[Box-labeled dataset extracts]
--- BEGIN ---

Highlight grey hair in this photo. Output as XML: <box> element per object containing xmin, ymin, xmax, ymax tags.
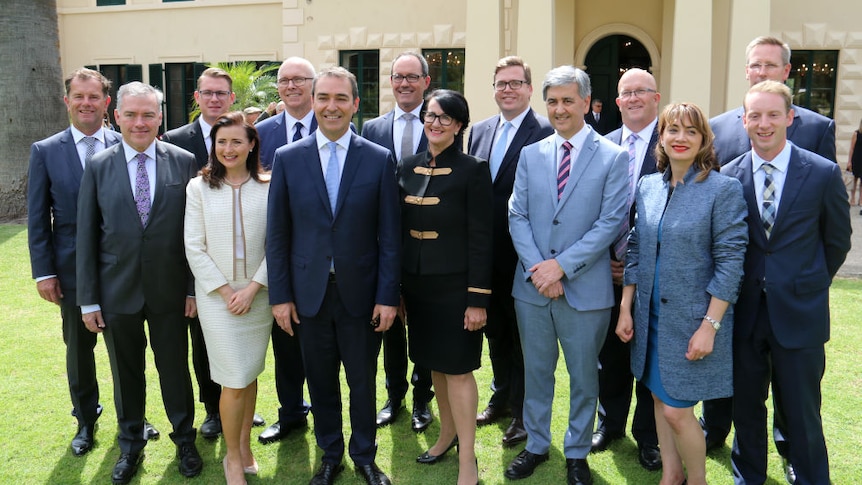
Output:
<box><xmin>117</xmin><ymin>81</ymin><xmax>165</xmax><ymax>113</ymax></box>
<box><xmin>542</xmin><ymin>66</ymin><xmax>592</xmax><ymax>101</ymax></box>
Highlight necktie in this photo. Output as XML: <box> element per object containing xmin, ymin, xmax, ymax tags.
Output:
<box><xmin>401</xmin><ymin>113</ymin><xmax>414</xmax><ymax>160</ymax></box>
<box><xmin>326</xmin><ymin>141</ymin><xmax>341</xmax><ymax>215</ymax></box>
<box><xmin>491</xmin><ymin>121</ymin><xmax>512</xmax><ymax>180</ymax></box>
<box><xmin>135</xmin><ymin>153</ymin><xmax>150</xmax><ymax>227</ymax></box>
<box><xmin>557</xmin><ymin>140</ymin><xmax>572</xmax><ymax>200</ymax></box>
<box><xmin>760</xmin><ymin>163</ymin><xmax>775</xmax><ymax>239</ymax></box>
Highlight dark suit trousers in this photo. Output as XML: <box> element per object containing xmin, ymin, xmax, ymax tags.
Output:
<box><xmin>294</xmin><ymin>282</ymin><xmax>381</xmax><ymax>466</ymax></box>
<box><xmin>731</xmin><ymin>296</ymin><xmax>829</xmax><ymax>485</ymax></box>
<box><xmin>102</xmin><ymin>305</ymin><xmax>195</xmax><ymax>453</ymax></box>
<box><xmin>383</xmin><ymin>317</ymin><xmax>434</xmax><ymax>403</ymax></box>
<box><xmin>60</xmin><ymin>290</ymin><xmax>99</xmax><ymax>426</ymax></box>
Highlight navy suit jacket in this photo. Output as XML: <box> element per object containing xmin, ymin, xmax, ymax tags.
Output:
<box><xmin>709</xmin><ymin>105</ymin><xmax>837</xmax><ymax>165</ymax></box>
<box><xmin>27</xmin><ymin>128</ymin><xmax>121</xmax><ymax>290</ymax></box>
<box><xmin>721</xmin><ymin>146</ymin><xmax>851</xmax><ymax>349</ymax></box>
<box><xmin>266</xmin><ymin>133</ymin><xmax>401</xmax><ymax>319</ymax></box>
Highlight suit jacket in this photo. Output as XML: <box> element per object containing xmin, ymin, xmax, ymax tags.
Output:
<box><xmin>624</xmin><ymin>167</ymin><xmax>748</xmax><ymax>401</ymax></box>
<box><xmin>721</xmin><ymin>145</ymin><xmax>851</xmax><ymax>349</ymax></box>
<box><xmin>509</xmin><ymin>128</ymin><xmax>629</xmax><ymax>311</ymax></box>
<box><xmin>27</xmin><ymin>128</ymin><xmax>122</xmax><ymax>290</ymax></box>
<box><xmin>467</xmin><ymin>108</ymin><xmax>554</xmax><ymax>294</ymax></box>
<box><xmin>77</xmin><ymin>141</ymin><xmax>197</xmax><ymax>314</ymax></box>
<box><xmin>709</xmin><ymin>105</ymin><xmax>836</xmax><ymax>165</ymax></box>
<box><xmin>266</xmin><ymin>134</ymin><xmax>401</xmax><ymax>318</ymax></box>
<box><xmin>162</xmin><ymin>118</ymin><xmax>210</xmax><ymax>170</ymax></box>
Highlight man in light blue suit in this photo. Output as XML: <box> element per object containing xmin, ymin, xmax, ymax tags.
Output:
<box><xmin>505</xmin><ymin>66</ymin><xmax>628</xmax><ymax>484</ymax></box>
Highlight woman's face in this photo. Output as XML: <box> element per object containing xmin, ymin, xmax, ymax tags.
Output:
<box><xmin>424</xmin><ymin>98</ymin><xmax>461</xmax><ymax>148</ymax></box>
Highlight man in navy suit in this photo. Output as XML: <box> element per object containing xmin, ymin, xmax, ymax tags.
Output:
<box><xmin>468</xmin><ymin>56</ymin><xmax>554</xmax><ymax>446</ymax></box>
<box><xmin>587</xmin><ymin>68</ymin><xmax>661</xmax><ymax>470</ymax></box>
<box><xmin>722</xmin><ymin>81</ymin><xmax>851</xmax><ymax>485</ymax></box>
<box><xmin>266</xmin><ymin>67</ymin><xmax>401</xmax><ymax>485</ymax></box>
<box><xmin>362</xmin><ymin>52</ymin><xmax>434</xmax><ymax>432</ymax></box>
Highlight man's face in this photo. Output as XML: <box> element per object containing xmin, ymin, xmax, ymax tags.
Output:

--- END ---

EXERCISE REQUIREMENTS: Write every record out again exactly; no pictures belong in the copy.

RESPONSE:
Highlight grey hair in this photo. Output as XML: <box> element per object containing xmin, ymin, xmax, ymax tags.
Output:
<box><xmin>117</xmin><ymin>81</ymin><xmax>165</xmax><ymax>113</ymax></box>
<box><xmin>542</xmin><ymin>66</ymin><xmax>592</xmax><ymax>101</ymax></box>
Highlight necktie in this photo. Output as XML: <box> element per object containing xmin, ymin, xmax, ymax tags.
Output:
<box><xmin>401</xmin><ymin>113</ymin><xmax>414</xmax><ymax>160</ymax></box>
<box><xmin>326</xmin><ymin>141</ymin><xmax>341</xmax><ymax>215</ymax></box>
<box><xmin>491</xmin><ymin>121</ymin><xmax>512</xmax><ymax>180</ymax></box>
<box><xmin>135</xmin><ymin>153</ymin><xmax>150</xmax><ymax>227</ymax></box>
<box><xmin>557</xmin><ymin>140</ymin><xmax>572</xmax><ymax>200</ymax></box>
<box><xmin>760</xmin><ymin>163</ymin><xmax>775</xmax><ymax>239</ymax></box>
Highlight dark suit trousers in this photo. Output as XML: <box> element per object containing xmin, ymin, xmax, ymax tags.
Output:
<box><xmin>294</xmin><ymin>282</ymin><xmax>381</xmax><ymax>466</ymax></box>
<box><xmin>731</xmin><ymin>296</ymin><xmax>829</xmax><ymax>485</ymax></box>
<box><xmin>102</xmin><ymin>305</ymin><xmax>195</xmax><ymax>453</ymax></box>
<box><xmin>383</xmin><ymin>317</ymin><xmax>434</xmax><ymax>403</ymax></box>
<box><xmin>60</xmin><ymin>290</ymin><xmax>99</xmax><ymax>426</ymax></box>
Highlight navy suit jacket in this photo. Output as XML: <box> element per object containing xmin, ymin, xmax, ymax tags.
Output:
<box><xmin>709</xmin><ymin>105</ymin><xmax>837</xmax><ymax>165</ymax></box>
<box><xmin>27</xmin><ymin>128</ymin><xmax>121</xmax><ymax>290</ymax></box>
<box><xmin>721</xmin><ymin>146</ymin><xmax>851</xmax><ymax>349</ymax></box>
<box><xmin>266</xmin><ymin>133</ymin><xmax>401</xmax><ymax>319</ymax></box>
Highlight suit jacket in this photo. Output as XML: <box> element per object containing xmin, ymin, xmax, ymax tags.
Output:
<box><xmin>624</xmin><ymin>167</ymin><xmax>748</xmax><ymax>401</ymax></box>
<box><xmin>721</xmin><ymin>145</ymin><xmax>851</xmax><ymax>349</ymax></box>
<box><xmin>509</xmin><ymin>128</ymin><xmax>629</xmax><ymax>311</ymax></box>
<box><xmin>27</xmin><ymin>128</ymin><xmax>122</xmax><ymax>290</ymax></box>
<box><xmin>467</xmin><ymin>108</ymin><xmax>554</xmax><ymax>294</ymax></box>
<box><xmin>77</xmin><ymin>141</ymin><xmax>197</xmax><ymax>314</ymax></box>
<box><xmin>709</xmin><ymin>105</ymin><xmax>836</xmax><ymax>165</ymax></box>
<box><xmin>266</xmin><ymin>134</ymin><xmax>401</xmax><ymax>318</ymax></box>
<box><xmin>162</xmin><ymin>118</ymin><xmax>210</xmax><ymax>170</ymax></box>
Highlight man in light blue suit in this photo. Output as XML: <box> element per object containing xmin, ymin, xmax, ymax tags.
Output:
<box><xmin>505</xmin><ymin>66</ymin><xmax>628</xmax><ymax>484</ymax></box>
Highlight woman's face in this photo. Output as XML: <box> element per object containing xmin, ymin, xmax, ymax tags.
Output:
<box><xmin>424</xmin><ymin>98</ymin><xmax>461</xmax><ymax>148</ymax></box>
Highlight man in navy suit in this photo. Output as XML: <box> element per object containing xmin, ymin, xmax, ymax tags.
Output:
<box><xmin>468</xmin><ymin>56</ymin><xmax>554</xmax><ymax>446</ymax></box>
<box><xmin>587</xmin><ymin>68</ymin><xmax>661</xmax><ymax>470</ymax></box>
<box><xmin>722</xmin><ymin>81</ymin><xmax>851</xmax><ymax>485</ymax></box>
<box><xmin>266</xmin><ymin>67</ymin><xmax>401</xmax><ymax>485</ymax></box>
<box><xmin>362</xmin><ymin>52</ymin><xmax>434</xmax><ymax>432</ymax></box>
Highlight man's face in this photo. Output as XML: <box> element per object containing xmin, ymin, xmax, ymax tags.
Output:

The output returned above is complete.